*Work task*.
Copy out the data word for word. The images are not part of the copy.

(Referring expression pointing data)
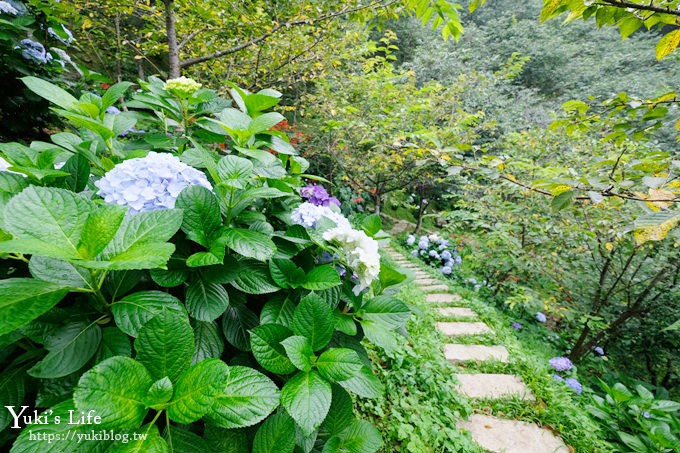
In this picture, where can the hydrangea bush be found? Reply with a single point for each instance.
(175, 283)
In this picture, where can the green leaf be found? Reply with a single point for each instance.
(668, 43)
(196, 390)
(114, 342)
(49, 91)
(250, 244)
(115, 390)
(341, 413)
(313, 319)
(299, 352)
(276, 435)
(265, 342)
(70, 347)
(254, 278)
(322, 277)
(286, 274)
(236, 323)
(365, 384)
(339, 364)
(165, 345)
(202, 217)
(159, 393)
(134, 310)
(50, 220)
(61, 272)
(307, 398)
(206, 301)
(24, 299)
(247, 399)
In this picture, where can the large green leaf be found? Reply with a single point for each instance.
(115, 390)
(339, 364)
(250, 244)
(165, 345)
(307, 398)
(134, 310)
(70, 347)
(206, 301)
(265, 342)
(202, 216)
(24, 299)
(314, 319)
(276, 435)
(196, 390)
(247, 399)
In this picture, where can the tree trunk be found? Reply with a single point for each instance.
(174, 69)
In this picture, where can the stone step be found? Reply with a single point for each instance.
(493, 386)
(465, 352)
(511, 436)
(442, 298)
(463, 328)
(459, 312)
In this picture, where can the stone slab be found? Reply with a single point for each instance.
(511, 436)
(465, 352)
(493, 386)
(459, 312)
(442, 298)
(463, 328)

*Result of the exercise*.
In this picture, where can the hydrangea bush be found? Reply with a single point for each instance.
(175, 283)
In this picture, where can the green leaf be found? Reply with a single point for each instance.
(668, 43)
(196, 390)
(114, 342)
(49, 91)
(250, 244)
(115, 390)
(341, 413)
(313, 319)
(299, 352)
(276, 435)
(265, 342)
(70, 347)
(254, 278)
(322, 277)
(286, 274)
(236, 323)
(365, 384)
(339, 364)
(165, 345)
(202, 217)
(159, 393)
(134, 310)
(50, 220)
(61, 272)
(307, 398)
(206, 301)
(24, 299)
(247, 399)
In this picture, where can the large green leaf be found? Reply with a single point for each instance.
(115, 390)
(339, 364)
(250, 244)
(165, 345)
(307, 398)
(134, 310)
(70, 347)
(206, 301)
(265, 342)
(202, 216)
(24, 299)
(314, 319)
(276, 435)
(196, 390)
(247, 399)
In this picture, where can the tree trunk be found? Reply with a single point for each instance.
(174, 69)
In this picture, where can the stone step be found? Reply with a single point for each instance.
(493, 386)
(465, 352)
(511, 436)
(442, 298)
(463, 328)
(459, 312)
In this picture, where can the stone slab be found? Reply with a single point for each instance.
(511, 436)
(465, 352)
(493, 386)
(459, 312)
(442, 298)
(463, 328)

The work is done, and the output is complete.